Data extract -
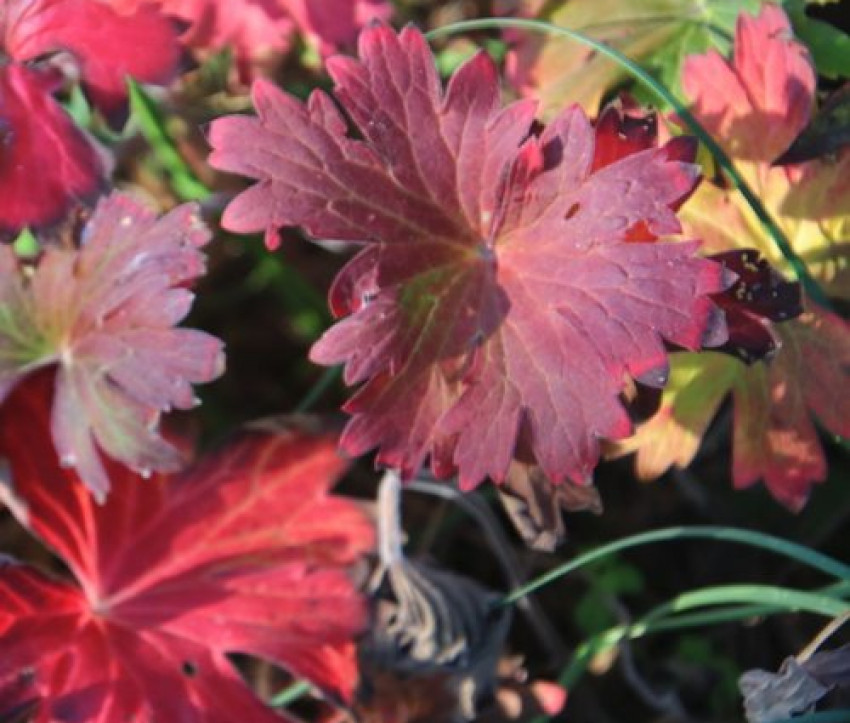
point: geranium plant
(522, 287)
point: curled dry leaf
(499, 280)
(246, 552)
(104, 315)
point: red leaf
(497, 283)
(108, 45)
(44, 165)
(105, 313)
(757, 104)
(243, 553)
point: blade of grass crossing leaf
(289, 695)
(797, 264)
(759, 599)
(800, 553)
(149, 118)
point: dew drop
(68, 460)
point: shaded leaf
(498, 280)
(242, 553)
(536, 507)
(104, 315)
(44, 166)
(758, 296)
(774, 435)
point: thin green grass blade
(289, 695)
(777, 545)
(146, 113)
(797, 264)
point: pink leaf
(498, 282)
(104, 313)
(757, 104)
(108, 44)
(243, 553)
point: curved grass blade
(797, 264)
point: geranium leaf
(257, 29)
(659, 34)
(104, 314)
(758, 296)
(43, 165)
(774, 436)
(245, 552)
(498, 280)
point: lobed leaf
(499, 279)
(108, 44)
(245, 552)
(256, 29)
(659, 34)
(104, 315)
(775, 403)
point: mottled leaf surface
(243, 553)
(43, 165)
(775, 404)
(104, 314)
(108, 44)
(255, 30)
(658, 34)
(497, 280)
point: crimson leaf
(245, 552)
(498, 304)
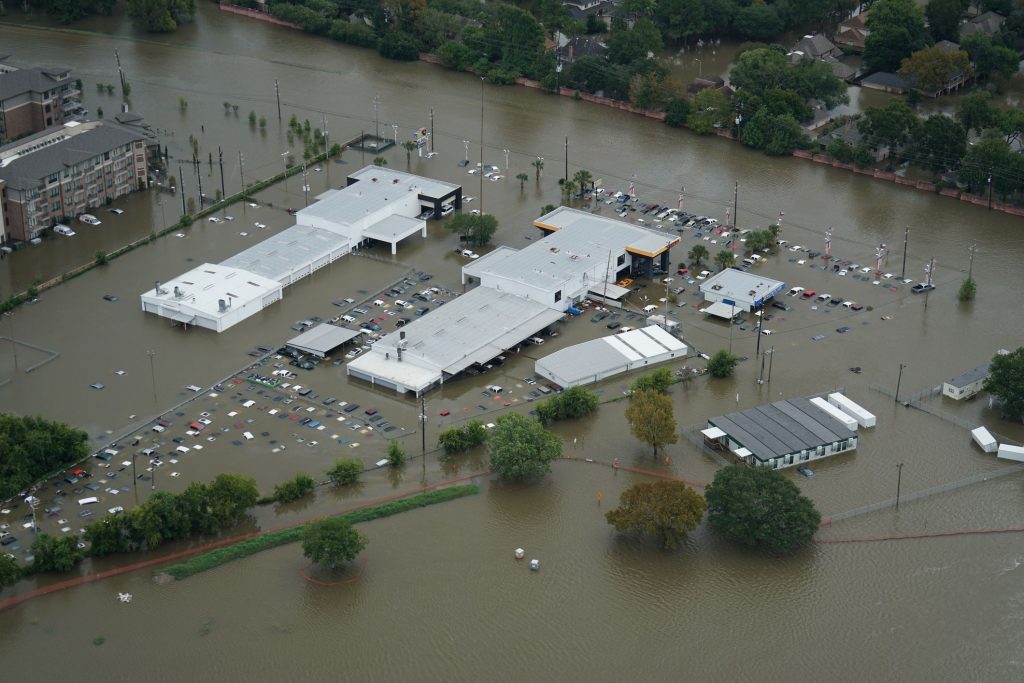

Task description - Reproduce all of the material above verbatim, omitting the pictures.

Response below -
point: geranium plant
(522, 287)
point: curled dry leaf
(499, 280)
(246, 552)
(104, 315)
point: red leaf
(497, 283)
(108, 45)
(44, 165)
(105, 313)
(757, 104)
(243, 553)
point: blade of grass crossing leaf
(289, 695)
(797, 264)
(759, 599)
(800, 553)
(149, 118)
point: dew drop
(68, 460)
point: shaded leaf
(498, 280)
(242, 553)
(536, 507)
(104, 315)
(44, 166)
(758, 296)
(774, 435)
point: thin green grass blade
(289, 695)
(777, 545)
(146, 113)
(797, 264)
point: pink leaf
(498, 282)
(104, 313)
(757, 104)
(108, 44)
(243, 553)
point: curved grass blade
(797, 264)
point: geranium leaf
(257, 29)
(659, 34)
(104, 314)
(758, 296)
(43, 165)
(774, 436)
(245, 552)
(498, 280)
point: lobed leaf
(499, 279)
(108, 44)
(245, 552)
(256, 29)
(659, 34)
(104, 315)
(775, 403)
point: mottled leaf surface
(243, 553)
(43, 165)
(775, 404)
(104, 314)
(108, 44)
(255, 30)
(658, 34)
(497, 280)
point: crimson leaf
(245, 552)
(498, 304)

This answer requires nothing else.